● **TEXTE À LIRE**
Photo Nadine Fraczkowski

Angst, Anne Imhof

Par Guillaume Rouleau

Publié le 13 juillet 2016

Du 9 au 19 juin se tenait une série de performances à la Kunsthalle de Bâle, musée géré depuis sa construction par le Basler Kunstverein, à l’excellente réputation dans son soutien à un art « très » contemporain. Reconnue pour ses pièces School of the Seven Bells (2012-2015), Aqua Leo (2013) ou encore Rage (2014-2015), Anne Imhof profitait de l’exaltation autour de Art Basel 16 pour y déployer le premier acte sur trois de Angst, qui lui permis d’obtenir le prix 2015 de la Nationalgalerie, le deuxième étant joué à Berlin en septembre et le troisième à Montréal en octobre. Conçue comme une exposition-opéra (opéra au sens théâtro-musical mais aussi étymologique d’œuvre, de chose en cours de réalisation ou réalisée), Angst se servait de certaines fonctions du musée, collecter – exposer – conserver, pour dérouter : par la durée de cette série de performances, par ce à quoi l’on assistait lors decelles-ci, par l’exposition qui succède aux performances en leur servant de cadre. Angst, dont la traduction en français de l’allemand, « peur », retient l’indéterminé de cette peur, s’inscrivait dans un contexte singulier sur lequel il s’agit de revenir.

● **CONSIGNE ÉCRITE 1**
Recopiez sans rien changer les lignes fournies ci-dessous, de celle qui contient « In this exercise you will find the window » jusqu'à la dernière ligne incluse.

● **MATÉRIEL FOURNI**
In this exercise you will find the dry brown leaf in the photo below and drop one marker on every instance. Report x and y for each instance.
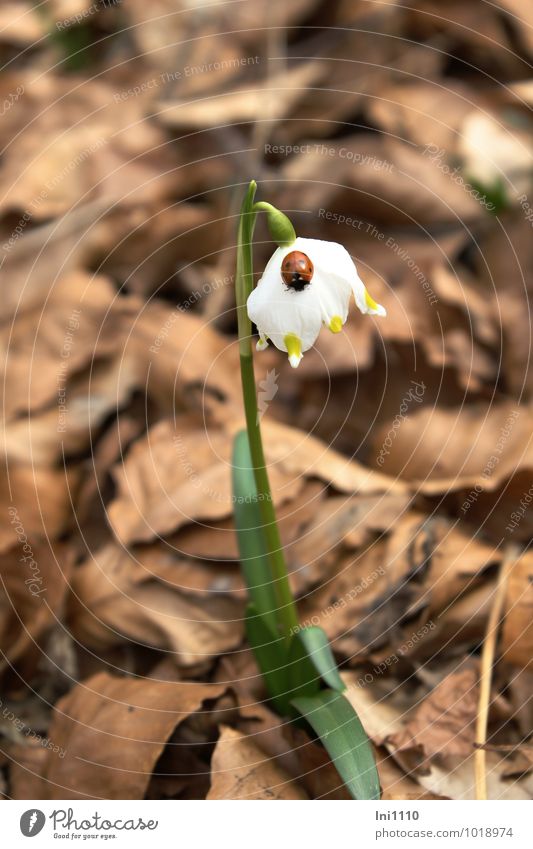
(113, 730)
(517, 633)
(241, 771)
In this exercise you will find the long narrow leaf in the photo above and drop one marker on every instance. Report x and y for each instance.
(311, 660)
(270, 652)
(335, 721)
(252, 552)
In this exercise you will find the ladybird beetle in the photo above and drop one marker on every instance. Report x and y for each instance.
(297, 270)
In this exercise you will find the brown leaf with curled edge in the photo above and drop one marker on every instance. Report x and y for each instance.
(517, 632)
(451, 776)
(179, 474)
(38, 265)
(34, 583)
(50, 343)
(240, 770)
(117, 600)
(181, 361)
(113, 730)
(43, 497)
(443, 723)
(445, 449)
(376, 179)
(246, 103)
(80, 144)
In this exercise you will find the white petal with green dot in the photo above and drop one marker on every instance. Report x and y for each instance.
(283, 313)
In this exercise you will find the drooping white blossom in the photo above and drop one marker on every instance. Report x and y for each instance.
(289, 308)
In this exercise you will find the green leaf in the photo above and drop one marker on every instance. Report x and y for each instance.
(335, 721)
(270, 652)
(311, 659)
(253, 556)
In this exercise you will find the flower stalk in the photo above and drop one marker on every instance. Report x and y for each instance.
(286, 614)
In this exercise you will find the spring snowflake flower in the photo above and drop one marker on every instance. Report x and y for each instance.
(305, 285)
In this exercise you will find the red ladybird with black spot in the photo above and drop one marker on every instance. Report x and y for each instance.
(297, 270)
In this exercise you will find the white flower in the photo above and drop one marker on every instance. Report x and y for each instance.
(290, 304)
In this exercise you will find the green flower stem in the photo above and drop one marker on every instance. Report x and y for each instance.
(286, 613)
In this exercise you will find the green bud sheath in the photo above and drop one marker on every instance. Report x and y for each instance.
(279, 225)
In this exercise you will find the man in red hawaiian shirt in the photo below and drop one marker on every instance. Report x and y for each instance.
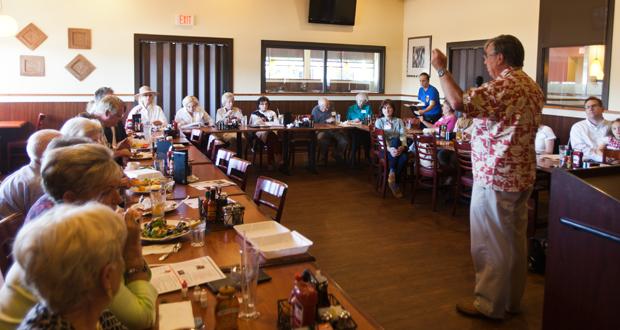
(506, 112)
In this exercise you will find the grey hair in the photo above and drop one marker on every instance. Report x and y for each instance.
(109, 103)
(190, 99)
(63, 252)
(81, 127)
(227, 96)
(37, 143)
(84, 169)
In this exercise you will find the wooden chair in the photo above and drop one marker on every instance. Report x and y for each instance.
(238, 171)
(428, 171)
(16, 150)
(274, 188)
(379, 160)
(464, 173)
(222, 159)
(9, 227)
(611, 156)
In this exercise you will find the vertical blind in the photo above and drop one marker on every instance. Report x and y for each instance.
(179, 68)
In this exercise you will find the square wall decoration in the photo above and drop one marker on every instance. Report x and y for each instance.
(80, 67)
(79, 38)
(32, 66)
(31, 36)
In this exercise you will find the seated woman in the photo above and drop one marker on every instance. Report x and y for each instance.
(78, 174)
(192, 115)
(544, 141)
(150, 113)
(72, 260)
(83, 127)
(448, 118)
(396, 137)
(227, 114)
(358, 112)
(261, 117)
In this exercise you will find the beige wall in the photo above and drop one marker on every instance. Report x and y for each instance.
(458, 20)
(113, 23)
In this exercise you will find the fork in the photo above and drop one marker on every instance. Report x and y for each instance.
(175, 249)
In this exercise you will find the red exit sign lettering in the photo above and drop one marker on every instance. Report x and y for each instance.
(185, 19)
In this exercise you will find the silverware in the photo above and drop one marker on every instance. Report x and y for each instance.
(175, 249)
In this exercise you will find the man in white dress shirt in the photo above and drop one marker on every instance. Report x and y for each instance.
(585, 135)
(22, 188)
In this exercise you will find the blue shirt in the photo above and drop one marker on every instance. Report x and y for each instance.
(355, 112)
(426, 96)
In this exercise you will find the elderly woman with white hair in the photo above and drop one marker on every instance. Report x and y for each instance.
(77, 175)
(23, 187)
(72, 261)
(149, 111)
(192, 114)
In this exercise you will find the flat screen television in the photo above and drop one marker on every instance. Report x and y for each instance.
(341, 12)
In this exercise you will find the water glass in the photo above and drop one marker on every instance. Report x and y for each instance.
(158, 202)
(249, 282)
(198, 234)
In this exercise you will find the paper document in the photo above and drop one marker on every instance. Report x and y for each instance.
(176, 316)
(196, 271)
(203, 185)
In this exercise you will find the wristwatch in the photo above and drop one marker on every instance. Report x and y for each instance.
(135, 270)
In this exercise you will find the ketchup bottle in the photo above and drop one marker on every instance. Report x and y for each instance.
(303, 302)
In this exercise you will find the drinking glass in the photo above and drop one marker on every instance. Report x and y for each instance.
(198, 234)
(249, 282)
(158, 202)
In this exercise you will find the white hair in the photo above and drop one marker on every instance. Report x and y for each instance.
(64, 251)
(227, 96)
(38, 141)
(84, 169)
(82, 127)
(108, 103)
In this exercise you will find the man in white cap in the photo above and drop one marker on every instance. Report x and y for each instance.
(150, 113)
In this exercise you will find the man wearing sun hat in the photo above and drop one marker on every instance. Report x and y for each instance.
(150, 112)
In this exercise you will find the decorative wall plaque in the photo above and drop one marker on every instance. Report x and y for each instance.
(80, 67)
(31, 36)
(32, 66)
(79, 38)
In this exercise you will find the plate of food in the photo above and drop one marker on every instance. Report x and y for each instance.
(141, 155)
(162, 230)
(145, 206)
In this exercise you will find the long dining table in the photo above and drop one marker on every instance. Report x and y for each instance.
(223, 246)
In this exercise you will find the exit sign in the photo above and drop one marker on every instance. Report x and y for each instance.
(185, 20)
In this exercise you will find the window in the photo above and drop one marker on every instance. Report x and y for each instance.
(293, 67)
(575, 73)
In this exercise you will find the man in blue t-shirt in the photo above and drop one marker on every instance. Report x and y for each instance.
(429, 96)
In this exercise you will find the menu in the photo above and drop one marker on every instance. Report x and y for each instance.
(197, 271)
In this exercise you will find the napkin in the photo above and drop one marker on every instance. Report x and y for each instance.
(176, 316)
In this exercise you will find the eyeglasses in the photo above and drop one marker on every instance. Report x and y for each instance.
(485, 56)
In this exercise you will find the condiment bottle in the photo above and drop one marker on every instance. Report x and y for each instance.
(227, 309)
(303, 303)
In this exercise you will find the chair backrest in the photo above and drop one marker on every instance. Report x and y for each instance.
(426, 155)
(378, 146)
(195, 135)
(276, 189)
(463, 158)
(611, 156)
(238, 171)
(9, 227)
(40, 120)
(222, 158)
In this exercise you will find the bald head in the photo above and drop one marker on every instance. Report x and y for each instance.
(38, 141)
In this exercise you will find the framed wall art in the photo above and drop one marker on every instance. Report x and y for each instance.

● **CONSIGNE ÉCRITE 2**
Traduisez en anglais la phrase suivante, tirée du texte sur Angst : « Du 9 au 19 juin se tenait une série de performances à la Kunsthalle de Bâle, musée géré depuis sa construction par le Basler Kunstverein, à l’excellente réputation dans son soutien à un art « très » contemporain. »

● **RÉPONSE ATTENDUE 1**
In this exercise you will find the window in the photo above and drop one marker on every instance. Report x and y for each instance.
(293, 67)
(575, 73)
In this exercise you will find the man in blue t-shirt in the photo above and drop one marker on every instance. Report x and y for each instance.
(429, 96)
In this exercise you will find the menu in the photo above and drop one marker on every instance. Report x and y for each instance.
(197, 271)
In this exercise you will find the napkin in the photo above and drop one marker on every instance. Report x and y for each instance.
(176, 316)
In this exercise you will find the eyeglasses in the photo above and drop one marker on every instance. Report x and y for each instance.
(485, 56)
In this exercise you will find the condiment bottle in the photo above and drop one marker on every instance. Report x and y for each instance.
(227, 309)
(303, 303)
In this exercise you will find the chair backrest in the photo above and drop one marker on every instance. Report x and y for each instance.
(426, 155)
(378, 146)
(195, 135)
(276, 189)
(463, 158)
(611, 156)
(238, 171)
(9, 227)
(40, 120)
(222, 158)
In this exercise you will find the bald head in the photo above and drop one marker on every instance. Report x and y for each instance.
(38, 141)
In this exercise you will find the framed wall art in the photo above and drop one marker on every instance. Report x and y for each instance.

● **RÉPONSE ATTENDUE 2**
From June 9 to 19, a series of performances was held at the Kunsthalle Basel, a museum run since its construction by the Basler Kunstverein, which has an excellent reputation for its support of "very" contemporary art.